Records drawn from a dataset:
+===+

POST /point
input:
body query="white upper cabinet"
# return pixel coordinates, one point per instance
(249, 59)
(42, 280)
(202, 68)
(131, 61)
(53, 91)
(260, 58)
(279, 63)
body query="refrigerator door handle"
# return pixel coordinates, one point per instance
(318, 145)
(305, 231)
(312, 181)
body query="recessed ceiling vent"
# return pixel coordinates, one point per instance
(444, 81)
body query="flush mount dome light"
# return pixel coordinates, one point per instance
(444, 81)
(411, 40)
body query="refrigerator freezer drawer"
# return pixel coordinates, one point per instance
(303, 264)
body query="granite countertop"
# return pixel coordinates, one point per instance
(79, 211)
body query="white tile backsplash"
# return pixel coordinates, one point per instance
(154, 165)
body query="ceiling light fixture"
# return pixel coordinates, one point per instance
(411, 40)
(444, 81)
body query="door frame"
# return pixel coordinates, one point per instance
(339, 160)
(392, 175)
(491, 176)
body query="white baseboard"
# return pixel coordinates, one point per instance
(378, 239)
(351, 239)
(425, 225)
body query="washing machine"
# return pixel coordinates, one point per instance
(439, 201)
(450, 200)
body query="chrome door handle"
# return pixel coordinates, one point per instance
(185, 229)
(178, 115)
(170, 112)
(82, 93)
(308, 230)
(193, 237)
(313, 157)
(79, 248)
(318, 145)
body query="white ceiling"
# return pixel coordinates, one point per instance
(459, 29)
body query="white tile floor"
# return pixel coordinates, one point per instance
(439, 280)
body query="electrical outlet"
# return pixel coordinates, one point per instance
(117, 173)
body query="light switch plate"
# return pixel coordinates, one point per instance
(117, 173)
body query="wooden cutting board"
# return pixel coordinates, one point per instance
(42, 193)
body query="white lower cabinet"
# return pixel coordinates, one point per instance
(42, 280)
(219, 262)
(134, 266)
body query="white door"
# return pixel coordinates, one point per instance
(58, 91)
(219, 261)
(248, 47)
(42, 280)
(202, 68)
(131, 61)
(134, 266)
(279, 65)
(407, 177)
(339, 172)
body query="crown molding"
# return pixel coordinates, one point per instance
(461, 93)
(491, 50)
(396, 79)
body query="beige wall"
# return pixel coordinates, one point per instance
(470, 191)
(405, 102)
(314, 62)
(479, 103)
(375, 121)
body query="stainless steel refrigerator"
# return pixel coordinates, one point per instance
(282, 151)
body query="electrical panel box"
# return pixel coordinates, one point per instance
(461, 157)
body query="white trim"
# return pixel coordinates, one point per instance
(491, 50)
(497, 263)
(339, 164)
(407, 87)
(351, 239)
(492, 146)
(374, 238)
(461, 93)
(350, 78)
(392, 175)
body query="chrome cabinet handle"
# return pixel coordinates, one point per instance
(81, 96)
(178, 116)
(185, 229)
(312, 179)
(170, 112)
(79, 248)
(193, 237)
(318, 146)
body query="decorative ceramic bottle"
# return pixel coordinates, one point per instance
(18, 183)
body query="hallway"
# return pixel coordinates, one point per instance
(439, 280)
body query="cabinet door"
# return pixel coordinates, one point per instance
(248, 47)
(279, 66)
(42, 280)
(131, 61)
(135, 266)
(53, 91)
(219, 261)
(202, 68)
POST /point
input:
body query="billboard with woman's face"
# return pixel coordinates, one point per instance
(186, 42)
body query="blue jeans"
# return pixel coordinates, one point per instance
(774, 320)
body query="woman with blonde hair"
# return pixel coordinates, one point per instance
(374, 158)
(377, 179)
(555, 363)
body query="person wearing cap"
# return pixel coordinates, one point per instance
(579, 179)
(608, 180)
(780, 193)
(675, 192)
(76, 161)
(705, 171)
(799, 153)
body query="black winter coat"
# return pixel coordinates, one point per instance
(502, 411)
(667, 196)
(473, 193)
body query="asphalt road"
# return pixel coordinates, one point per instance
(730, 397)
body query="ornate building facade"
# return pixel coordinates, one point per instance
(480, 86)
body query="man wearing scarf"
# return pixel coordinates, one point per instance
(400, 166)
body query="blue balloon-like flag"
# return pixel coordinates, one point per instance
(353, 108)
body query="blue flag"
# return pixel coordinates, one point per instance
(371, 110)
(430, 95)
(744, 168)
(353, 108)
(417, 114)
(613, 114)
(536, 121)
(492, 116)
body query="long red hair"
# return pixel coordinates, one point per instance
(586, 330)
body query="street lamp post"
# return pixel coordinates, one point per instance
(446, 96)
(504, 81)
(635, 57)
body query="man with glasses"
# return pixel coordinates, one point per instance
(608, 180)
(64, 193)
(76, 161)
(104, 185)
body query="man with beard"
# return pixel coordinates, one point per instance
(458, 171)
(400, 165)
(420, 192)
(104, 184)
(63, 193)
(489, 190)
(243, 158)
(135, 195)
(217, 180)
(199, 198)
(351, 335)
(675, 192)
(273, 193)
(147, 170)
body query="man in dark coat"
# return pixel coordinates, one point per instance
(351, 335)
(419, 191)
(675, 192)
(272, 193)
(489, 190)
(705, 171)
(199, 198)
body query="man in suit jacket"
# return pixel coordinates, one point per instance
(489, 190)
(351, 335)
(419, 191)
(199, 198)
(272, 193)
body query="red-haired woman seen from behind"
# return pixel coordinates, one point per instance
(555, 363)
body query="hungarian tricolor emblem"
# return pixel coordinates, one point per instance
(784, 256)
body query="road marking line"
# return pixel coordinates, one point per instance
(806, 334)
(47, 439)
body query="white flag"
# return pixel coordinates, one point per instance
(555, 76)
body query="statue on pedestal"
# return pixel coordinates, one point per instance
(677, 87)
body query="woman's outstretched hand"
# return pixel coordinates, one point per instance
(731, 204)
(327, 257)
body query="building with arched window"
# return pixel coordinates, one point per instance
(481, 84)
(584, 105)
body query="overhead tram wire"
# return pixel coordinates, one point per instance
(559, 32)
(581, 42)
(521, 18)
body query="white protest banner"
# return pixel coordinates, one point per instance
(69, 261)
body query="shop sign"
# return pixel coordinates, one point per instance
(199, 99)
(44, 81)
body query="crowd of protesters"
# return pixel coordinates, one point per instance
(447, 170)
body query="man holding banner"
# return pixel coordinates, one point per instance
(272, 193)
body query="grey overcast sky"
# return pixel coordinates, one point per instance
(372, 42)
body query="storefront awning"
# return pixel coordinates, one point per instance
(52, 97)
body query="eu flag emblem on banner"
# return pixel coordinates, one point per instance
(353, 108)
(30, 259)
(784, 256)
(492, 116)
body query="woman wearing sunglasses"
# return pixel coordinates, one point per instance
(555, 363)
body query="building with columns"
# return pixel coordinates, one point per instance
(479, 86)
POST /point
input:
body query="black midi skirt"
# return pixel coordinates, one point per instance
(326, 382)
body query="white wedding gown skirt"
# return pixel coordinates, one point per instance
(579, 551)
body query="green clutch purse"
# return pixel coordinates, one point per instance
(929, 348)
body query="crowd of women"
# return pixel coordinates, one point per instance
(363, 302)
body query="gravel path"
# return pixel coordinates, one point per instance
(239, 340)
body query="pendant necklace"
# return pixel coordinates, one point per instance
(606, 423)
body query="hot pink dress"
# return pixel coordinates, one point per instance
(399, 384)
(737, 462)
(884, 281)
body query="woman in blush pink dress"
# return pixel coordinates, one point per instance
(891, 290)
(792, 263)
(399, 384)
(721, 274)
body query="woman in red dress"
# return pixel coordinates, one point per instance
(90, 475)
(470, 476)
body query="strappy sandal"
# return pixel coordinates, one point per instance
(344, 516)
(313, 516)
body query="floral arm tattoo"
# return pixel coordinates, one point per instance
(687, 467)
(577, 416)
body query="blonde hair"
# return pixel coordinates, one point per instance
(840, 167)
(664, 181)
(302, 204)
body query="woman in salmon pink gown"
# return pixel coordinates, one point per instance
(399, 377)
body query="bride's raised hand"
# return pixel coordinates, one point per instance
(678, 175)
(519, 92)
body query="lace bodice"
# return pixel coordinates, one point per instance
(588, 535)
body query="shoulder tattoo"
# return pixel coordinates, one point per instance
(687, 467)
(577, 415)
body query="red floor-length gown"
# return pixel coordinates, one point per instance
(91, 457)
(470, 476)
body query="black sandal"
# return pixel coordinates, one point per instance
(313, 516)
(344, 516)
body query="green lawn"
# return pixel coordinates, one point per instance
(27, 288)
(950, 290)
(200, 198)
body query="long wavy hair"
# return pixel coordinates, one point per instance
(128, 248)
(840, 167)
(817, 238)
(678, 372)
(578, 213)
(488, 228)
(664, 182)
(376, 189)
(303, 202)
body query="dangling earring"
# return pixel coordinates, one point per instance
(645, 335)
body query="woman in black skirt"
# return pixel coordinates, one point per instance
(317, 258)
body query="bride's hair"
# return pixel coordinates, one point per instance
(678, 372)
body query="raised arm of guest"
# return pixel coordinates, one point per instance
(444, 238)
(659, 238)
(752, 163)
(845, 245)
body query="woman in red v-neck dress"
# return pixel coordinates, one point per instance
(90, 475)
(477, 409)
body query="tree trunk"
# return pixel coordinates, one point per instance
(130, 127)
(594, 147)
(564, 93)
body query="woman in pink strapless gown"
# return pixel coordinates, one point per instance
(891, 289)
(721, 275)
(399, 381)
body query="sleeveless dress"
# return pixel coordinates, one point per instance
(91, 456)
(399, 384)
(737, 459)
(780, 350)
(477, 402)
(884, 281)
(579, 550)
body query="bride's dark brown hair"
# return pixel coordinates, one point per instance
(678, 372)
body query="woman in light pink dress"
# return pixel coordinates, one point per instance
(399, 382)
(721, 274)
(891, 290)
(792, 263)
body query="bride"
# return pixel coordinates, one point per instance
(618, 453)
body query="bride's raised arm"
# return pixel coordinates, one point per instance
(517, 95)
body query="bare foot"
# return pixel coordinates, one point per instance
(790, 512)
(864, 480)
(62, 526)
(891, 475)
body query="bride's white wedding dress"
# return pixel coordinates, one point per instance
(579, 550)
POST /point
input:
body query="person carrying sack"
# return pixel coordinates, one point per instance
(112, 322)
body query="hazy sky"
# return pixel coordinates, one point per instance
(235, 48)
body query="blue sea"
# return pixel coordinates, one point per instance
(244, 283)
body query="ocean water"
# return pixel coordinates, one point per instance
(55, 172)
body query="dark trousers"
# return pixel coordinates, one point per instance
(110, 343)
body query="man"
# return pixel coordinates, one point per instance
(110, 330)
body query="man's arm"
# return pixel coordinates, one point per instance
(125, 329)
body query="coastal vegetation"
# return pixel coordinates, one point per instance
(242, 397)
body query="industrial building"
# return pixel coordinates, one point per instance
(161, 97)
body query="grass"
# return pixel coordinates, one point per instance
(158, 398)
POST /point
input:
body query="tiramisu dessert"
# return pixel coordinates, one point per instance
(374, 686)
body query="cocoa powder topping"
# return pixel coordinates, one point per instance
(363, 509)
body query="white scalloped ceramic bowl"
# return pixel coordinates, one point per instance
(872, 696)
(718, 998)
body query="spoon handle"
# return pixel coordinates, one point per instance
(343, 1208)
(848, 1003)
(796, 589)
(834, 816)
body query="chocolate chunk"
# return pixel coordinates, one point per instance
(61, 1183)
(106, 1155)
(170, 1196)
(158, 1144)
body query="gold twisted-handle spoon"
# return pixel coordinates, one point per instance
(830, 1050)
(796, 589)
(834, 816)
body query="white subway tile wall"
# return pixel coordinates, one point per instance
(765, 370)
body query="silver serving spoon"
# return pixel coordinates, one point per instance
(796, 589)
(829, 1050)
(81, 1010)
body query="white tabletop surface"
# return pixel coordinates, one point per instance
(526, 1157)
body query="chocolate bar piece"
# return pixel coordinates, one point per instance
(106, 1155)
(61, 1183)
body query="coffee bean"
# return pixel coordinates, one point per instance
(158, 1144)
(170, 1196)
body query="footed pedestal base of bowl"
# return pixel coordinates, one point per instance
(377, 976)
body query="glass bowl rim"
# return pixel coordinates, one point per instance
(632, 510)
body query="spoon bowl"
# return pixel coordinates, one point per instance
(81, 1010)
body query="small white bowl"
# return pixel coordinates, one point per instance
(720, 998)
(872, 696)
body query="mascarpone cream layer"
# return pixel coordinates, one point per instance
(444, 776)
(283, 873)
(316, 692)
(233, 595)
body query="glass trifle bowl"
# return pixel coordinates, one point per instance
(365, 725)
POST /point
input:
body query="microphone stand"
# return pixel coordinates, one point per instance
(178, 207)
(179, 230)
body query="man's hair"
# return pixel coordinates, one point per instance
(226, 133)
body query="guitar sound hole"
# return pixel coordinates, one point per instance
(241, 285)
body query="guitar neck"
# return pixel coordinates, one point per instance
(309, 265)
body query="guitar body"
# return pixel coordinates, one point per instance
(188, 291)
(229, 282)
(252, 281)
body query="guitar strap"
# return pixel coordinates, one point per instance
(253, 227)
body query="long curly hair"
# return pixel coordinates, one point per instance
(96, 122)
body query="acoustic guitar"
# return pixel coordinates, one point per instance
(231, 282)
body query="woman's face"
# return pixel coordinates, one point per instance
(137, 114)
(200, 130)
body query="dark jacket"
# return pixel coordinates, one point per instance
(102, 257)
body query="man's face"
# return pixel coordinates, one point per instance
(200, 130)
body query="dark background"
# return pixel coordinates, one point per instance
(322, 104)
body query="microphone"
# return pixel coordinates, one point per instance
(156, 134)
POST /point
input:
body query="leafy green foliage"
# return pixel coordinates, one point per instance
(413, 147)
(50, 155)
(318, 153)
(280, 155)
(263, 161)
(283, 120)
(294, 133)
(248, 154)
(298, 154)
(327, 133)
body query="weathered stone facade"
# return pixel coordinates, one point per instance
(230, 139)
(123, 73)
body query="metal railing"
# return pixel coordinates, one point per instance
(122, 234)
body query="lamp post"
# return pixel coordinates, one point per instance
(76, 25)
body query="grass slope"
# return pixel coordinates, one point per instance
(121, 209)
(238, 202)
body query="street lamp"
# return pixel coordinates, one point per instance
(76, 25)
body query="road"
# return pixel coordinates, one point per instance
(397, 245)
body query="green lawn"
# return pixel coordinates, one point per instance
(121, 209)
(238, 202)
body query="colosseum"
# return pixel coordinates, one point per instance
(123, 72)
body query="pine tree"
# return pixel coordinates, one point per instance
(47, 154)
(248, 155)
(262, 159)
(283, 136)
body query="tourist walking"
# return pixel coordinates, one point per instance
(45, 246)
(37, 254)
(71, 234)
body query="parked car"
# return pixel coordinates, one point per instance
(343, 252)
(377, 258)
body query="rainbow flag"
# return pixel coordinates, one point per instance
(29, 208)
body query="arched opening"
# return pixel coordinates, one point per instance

+===+

THE PROBLEM
Each line of the entries where the string "arched" occurs should be shown.

COMPLETED TASK
body query="building with arched window"
body query="arched opening"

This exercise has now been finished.